** Document section follows **

1. Field of the Invention
This invention relates to a method for manufacturing a test paper and, more particularly, to a method for manufacturing a test paper, which is flexible, portable, high sensitive and can be extensively applied for the detection of pesticides used in fruit, drink contaminants, bio-molecular or regular chemical by utilizing an inkjet printing process, a method for using thereof and a chemical composition used in the abovementioned manufacturing method.
2. Description of the Related Art
Recently, “Food Safety” has become a serious issue in the life. Everyone questions whether the food and the drink we eat and drink everyday contains harmful or illegal additives. For example, melamine (C3H3N6) will affect the urinary system and is not allowed above a certain ‘country specific’ limit. According to the FDA in US, Tolerable Daily Intake (TDI) of melamine is 0.63 mg/Kg per day. However, melamine is used as a food additive to fake an enhanced protein content in the food and thus the food with low protein content and quality can pass the test of the food inspection institute.
Therefore, a suitable analytical method is necessary in order to manage the food safety. Generally speaking, current analytical methods for testing prohibited substances are mainly HPLC-based that are time-consuming, expensive, and labor-intensive, requiring complex procedures of sample pretreatment and well-trained technicians to operate them. In addition, low temperature fluorescence can also be used to inspect the abovementioned food with low quality. However, the sensing was mostly done on labeled molecules, which involves complexity and high precision techniques.

** End of Document section **

Task requirements:
- A) In the patent text on test paper manufacturing, what Tolerable Daily Intake of melamine does the FDA set?
- B) Render this sentence from the patent text on test paper manufacturing in Spanish: "Therefore, a suitable analytical method is necessary in order to manage the food safety."
- C) Write the next part of the patent text on test paper manufacturing, picking up after its final sentence.
The records that come next are not needed for any of the work here.

** Dataset follows **

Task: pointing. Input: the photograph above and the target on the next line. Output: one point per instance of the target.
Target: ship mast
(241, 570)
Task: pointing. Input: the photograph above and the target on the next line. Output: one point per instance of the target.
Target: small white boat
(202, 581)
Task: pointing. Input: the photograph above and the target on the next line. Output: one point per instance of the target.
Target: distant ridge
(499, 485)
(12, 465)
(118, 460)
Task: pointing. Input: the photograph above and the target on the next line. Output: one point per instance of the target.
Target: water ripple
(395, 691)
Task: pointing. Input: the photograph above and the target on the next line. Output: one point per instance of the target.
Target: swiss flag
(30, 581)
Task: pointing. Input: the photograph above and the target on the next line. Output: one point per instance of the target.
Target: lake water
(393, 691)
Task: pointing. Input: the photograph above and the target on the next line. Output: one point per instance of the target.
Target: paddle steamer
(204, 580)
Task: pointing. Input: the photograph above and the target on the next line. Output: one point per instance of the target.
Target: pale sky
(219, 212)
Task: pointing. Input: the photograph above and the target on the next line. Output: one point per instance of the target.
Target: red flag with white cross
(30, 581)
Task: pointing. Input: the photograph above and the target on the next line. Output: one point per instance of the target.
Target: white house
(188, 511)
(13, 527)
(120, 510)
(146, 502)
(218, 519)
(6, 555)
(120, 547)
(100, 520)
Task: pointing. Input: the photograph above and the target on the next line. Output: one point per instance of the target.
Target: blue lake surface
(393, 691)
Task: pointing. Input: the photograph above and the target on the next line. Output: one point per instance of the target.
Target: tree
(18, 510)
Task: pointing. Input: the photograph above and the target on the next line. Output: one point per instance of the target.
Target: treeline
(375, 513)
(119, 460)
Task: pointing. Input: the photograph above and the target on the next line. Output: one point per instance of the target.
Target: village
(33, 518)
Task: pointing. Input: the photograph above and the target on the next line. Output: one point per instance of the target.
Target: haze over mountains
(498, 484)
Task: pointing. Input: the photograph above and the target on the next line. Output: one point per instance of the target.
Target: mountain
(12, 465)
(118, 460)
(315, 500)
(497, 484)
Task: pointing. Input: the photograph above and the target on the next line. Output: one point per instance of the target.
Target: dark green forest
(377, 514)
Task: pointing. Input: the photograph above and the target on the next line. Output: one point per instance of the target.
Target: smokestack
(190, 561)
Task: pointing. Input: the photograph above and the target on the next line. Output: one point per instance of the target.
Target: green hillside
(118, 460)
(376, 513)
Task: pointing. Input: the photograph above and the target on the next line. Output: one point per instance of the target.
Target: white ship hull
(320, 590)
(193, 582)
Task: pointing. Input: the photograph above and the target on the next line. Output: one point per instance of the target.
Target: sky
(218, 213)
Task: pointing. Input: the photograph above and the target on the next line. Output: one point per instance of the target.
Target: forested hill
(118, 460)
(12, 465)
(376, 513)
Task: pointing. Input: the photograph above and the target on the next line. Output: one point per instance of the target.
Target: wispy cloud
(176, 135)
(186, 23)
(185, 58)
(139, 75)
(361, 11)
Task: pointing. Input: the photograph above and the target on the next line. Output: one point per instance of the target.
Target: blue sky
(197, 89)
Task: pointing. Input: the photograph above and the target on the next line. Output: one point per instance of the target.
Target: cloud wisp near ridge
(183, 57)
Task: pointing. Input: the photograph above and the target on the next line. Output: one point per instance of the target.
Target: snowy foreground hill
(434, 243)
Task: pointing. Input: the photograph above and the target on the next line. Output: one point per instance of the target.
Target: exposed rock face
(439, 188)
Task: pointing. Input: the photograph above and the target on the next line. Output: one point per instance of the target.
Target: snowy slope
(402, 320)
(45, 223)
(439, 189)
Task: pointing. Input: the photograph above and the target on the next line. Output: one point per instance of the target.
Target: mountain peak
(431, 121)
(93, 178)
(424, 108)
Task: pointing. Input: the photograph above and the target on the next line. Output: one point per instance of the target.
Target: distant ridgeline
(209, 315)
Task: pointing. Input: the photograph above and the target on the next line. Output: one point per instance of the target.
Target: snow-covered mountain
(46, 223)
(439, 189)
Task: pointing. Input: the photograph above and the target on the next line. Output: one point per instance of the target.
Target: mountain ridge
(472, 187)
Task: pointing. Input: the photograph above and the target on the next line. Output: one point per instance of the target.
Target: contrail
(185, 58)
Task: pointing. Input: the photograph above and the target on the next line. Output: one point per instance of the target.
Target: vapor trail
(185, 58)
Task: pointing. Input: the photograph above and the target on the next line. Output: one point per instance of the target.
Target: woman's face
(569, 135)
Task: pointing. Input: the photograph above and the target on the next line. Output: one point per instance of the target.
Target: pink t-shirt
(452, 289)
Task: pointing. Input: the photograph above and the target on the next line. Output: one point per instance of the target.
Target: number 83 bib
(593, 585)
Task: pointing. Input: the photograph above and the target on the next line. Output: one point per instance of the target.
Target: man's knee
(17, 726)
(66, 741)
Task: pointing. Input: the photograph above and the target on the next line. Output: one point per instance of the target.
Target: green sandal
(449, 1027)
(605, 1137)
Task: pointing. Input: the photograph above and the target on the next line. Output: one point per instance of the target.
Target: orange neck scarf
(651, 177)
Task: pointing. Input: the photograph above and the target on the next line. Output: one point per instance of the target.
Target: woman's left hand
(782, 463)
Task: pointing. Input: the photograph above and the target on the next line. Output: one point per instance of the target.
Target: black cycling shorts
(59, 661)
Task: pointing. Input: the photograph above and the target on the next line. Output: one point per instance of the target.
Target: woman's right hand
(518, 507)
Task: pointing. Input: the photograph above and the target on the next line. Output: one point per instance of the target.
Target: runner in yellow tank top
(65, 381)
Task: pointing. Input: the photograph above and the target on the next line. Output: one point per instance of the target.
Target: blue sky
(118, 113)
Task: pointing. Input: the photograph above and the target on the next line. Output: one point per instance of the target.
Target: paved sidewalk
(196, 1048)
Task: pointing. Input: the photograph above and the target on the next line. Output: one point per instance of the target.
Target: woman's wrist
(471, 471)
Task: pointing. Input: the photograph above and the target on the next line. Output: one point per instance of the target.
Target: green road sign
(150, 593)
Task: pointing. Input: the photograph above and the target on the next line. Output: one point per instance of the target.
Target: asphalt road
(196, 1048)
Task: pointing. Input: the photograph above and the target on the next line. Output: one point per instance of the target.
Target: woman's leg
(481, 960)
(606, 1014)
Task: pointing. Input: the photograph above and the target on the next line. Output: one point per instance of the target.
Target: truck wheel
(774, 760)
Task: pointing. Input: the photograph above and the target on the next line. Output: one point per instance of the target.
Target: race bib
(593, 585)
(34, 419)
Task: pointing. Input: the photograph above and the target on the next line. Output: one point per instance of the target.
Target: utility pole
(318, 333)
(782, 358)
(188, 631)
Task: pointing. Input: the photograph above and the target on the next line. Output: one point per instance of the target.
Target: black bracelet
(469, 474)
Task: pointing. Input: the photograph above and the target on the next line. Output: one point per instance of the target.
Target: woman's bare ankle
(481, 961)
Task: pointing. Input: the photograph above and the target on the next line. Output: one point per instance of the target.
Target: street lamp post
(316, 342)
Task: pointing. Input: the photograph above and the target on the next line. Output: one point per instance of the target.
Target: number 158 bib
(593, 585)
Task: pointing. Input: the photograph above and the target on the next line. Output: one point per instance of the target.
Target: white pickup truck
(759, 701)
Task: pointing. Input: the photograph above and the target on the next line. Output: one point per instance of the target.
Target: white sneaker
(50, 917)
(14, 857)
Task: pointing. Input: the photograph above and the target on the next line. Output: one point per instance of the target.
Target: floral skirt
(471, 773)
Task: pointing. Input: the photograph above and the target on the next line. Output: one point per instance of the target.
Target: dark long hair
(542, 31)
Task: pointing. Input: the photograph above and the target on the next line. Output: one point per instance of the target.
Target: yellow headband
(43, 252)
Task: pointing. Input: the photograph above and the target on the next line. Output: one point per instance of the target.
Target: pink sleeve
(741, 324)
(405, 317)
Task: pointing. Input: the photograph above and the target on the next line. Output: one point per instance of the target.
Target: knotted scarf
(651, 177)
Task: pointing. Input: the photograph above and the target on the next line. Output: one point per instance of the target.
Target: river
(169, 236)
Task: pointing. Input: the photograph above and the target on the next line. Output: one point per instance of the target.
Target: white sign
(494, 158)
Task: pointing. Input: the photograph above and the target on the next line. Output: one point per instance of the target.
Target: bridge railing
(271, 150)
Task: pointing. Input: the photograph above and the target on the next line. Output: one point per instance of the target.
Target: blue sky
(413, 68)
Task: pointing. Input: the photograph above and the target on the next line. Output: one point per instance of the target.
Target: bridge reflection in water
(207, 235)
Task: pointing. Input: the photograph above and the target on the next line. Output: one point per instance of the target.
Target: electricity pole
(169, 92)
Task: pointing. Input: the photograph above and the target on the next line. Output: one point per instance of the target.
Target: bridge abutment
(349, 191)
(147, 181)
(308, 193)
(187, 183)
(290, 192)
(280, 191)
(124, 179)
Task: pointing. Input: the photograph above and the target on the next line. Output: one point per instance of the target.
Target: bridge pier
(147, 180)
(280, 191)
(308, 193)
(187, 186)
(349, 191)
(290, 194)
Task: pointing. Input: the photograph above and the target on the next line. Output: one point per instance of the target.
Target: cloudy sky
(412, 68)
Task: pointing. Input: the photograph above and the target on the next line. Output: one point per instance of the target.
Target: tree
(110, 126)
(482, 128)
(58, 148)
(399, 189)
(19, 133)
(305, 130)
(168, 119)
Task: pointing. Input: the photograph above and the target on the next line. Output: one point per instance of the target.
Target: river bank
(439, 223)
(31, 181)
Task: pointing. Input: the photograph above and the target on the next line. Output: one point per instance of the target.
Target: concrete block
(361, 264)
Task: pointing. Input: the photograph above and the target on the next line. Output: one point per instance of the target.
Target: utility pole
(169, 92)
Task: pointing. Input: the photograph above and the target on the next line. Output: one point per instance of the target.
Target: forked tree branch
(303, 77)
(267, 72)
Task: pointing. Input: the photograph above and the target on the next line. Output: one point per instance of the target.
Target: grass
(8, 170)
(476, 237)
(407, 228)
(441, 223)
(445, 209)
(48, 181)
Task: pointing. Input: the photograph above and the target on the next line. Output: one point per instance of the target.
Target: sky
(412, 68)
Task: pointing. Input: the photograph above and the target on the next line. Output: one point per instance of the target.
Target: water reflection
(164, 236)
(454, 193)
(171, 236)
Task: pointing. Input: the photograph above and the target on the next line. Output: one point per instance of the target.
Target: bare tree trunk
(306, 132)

** End of Dataset **

Per-task outputs:
- A) 0.63 mg/Kg per day.

- B) Por lo tanto, es necesario un método analítico adecuado para gestionar la seguridad alimentaria.

- C)
Raman spectrum, relies on inelastic scattering of light by vibrating molecules, and has been widely used to detect chemicals, such as diamond, medicine, and bio-molecule as well as the tool for studying molecules adsorbed on the surface. There are some advantages of Raman spectroscopy that the traditional clinical biochemical assay does not have. Further, Raman spectroscopy, different with other near-IR spectroscopy, is not greatly affected by water. Being a vibrational spectroscopy it suppresses the electronic transitions resulting in fluorescence. The technique will be very useful to apply on the detection of bio-molecules. However, Raman signals are quite weak which is restricted by the small Raman scattering cross section. In addition, as the concentration of general biomolecule is low, it is difficult to use Raman spectroscopy for bio detection.
It's worth noting that the application of Raman spectroscopy became more and more important due to the invention of Surface Enhanced Raman Scattering (“SERS” hereinafter). SERS signals arise from the molecules adsorbed on special rough metal surfaces that produces a huge enhancement (surface enhancement) of the previously weak Raman signal. Hence, this technique can detect very low concentrations of bio-samples or even single molecule because of the strongly enhanced signal. SERS offers a technique of observing and understanding the molecular structure and vibrational energy levels which are finger-prints for Raman active molecules. Basically, the single molecule detection techniques include fluorescence, near-field optics, far-field optics and evanescent wave. Compared to fluorescence method, SERS can obtain much more information of molecular vibration and can be applied on non-fluorescent molecules. Therefore, this technique not only can be widely used in bio-sensing, but also can be applied to ensure food safety.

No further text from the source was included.